» **Problem description**:
What lines below include the word "every"? Copy each one.

» **Information provided**:
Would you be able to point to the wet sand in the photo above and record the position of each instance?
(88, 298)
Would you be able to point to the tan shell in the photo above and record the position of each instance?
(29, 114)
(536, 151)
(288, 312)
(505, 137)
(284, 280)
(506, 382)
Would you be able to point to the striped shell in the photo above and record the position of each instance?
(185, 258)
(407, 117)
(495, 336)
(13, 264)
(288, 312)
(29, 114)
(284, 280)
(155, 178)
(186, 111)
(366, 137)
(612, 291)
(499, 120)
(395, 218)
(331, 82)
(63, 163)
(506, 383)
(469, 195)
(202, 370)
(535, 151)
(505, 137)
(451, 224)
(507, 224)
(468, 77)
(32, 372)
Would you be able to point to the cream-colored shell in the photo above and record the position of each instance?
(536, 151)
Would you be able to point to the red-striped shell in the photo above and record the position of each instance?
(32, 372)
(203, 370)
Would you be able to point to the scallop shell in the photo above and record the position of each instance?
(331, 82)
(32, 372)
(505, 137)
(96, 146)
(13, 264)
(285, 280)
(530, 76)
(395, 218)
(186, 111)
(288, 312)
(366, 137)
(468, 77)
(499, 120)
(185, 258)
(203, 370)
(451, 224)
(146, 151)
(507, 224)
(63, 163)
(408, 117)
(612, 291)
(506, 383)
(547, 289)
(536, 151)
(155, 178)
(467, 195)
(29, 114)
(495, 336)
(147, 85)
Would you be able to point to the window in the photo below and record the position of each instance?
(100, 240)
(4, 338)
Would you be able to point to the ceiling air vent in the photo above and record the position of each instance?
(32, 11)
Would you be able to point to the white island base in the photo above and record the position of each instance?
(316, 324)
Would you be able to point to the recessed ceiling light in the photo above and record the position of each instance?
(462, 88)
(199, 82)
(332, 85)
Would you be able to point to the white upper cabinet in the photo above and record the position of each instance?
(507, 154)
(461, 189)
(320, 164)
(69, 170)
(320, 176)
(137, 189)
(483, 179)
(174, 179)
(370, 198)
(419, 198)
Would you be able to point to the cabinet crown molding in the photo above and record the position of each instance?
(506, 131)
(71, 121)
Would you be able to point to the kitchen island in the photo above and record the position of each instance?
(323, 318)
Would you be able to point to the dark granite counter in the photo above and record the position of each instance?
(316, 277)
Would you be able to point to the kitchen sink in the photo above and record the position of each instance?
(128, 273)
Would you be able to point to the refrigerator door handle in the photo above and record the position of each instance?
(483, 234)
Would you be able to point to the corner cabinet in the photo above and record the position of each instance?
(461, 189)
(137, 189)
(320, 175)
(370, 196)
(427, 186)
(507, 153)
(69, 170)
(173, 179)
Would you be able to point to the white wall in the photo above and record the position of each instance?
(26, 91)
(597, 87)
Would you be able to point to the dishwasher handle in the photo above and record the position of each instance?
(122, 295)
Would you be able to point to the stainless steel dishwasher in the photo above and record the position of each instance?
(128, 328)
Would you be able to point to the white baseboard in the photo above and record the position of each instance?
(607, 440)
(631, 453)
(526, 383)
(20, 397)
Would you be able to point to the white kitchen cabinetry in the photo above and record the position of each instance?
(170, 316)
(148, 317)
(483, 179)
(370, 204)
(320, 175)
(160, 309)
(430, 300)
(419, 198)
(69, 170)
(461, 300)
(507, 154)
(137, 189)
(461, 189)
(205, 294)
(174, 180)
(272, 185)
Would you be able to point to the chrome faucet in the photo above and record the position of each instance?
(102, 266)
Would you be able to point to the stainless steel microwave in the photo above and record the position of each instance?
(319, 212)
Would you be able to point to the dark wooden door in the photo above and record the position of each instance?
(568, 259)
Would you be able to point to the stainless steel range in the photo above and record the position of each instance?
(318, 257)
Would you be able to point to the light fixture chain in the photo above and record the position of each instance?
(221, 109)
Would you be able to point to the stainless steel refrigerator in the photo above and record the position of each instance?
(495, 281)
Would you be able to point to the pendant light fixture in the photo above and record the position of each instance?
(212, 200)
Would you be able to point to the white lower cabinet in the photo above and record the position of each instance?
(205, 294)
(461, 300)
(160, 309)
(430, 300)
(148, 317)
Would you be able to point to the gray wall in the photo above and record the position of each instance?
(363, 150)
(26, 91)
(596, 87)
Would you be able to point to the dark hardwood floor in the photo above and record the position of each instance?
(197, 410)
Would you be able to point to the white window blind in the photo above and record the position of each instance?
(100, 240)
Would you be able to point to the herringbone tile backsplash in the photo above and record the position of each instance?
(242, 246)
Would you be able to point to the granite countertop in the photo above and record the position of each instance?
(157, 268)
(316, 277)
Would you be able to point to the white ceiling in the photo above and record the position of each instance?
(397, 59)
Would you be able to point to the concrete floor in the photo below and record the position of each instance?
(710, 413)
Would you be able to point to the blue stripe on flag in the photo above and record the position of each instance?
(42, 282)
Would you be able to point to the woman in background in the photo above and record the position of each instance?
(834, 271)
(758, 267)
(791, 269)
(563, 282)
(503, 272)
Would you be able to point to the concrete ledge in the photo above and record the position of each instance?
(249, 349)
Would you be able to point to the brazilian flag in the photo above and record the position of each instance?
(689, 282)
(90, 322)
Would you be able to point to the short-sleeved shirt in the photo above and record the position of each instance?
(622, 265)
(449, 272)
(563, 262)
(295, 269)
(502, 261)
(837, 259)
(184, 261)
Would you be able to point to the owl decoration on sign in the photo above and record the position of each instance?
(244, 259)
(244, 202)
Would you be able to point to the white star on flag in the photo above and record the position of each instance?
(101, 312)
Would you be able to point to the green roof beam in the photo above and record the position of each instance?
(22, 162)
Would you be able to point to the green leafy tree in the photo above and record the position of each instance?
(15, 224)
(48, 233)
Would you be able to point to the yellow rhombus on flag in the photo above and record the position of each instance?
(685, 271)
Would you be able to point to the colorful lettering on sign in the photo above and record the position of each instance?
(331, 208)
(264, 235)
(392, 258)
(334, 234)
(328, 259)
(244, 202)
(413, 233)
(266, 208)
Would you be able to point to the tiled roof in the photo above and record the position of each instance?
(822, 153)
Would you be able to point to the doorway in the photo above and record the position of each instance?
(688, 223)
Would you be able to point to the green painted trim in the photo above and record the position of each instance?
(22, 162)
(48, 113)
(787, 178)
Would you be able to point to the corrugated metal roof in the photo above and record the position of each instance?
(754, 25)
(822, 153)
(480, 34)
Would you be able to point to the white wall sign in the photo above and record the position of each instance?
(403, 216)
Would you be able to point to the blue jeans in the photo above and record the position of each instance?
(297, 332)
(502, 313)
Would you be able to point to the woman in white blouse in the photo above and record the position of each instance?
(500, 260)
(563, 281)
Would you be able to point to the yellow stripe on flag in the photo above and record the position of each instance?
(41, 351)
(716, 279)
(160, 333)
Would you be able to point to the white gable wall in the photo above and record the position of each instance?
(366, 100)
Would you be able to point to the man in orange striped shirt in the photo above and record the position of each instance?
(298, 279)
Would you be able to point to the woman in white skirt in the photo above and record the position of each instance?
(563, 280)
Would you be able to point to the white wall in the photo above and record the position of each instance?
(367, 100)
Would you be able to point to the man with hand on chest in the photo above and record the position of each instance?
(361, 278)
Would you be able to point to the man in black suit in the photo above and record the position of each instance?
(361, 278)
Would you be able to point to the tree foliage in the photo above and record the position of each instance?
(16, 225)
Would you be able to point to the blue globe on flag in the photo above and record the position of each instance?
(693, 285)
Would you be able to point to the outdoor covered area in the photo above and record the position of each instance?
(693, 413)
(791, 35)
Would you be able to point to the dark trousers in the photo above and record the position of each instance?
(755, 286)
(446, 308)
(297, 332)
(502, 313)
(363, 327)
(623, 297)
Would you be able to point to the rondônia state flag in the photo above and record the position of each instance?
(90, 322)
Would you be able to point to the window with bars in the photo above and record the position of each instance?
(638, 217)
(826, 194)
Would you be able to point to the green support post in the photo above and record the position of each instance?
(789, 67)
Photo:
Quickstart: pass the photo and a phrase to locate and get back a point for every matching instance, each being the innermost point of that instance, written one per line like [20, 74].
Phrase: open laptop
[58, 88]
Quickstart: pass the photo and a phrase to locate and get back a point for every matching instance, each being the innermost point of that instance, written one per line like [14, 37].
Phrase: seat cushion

» **Exercise response**:
Quickstart: pass the photo and a phrase to locate and get back a point for every matching instance, each being the innermost point of that instance, written one per line like [20, 74].
Quickstart: pass the photo and a phrase to locate and get back a point for every matching instance, each being the innermost point of that instance, written one per line like [14, 37].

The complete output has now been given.